**DIRECTIONS**
Convert the data below into a numbered list with one line per item, skipping blank lines. Leave the pictures out of your answer.
═════ DATA TO USE ═════
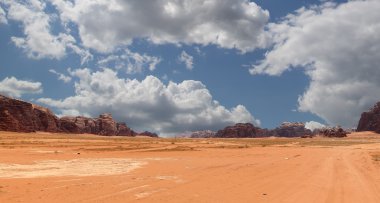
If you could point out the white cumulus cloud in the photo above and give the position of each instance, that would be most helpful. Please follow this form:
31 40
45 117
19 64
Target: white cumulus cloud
39 41
13 87
338 45
132 62
187 60
313 125
148 104
3 18
107 24
61 76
═════
**SOLUTION**
1. If you could point out the white cumulus cloud in the photo above and give the position of each instance, that would be most helpful. Please follow this form:
2. 31 40
3. 45 117
4. 19 64
5. Target: white cumulus cloud
6. 39 41
7. 13 87
8. 338 45
9. 132 62
10. 187 60
11. 313 125
12. 148 104
13. 3 18
14. 107 24
15. 61 76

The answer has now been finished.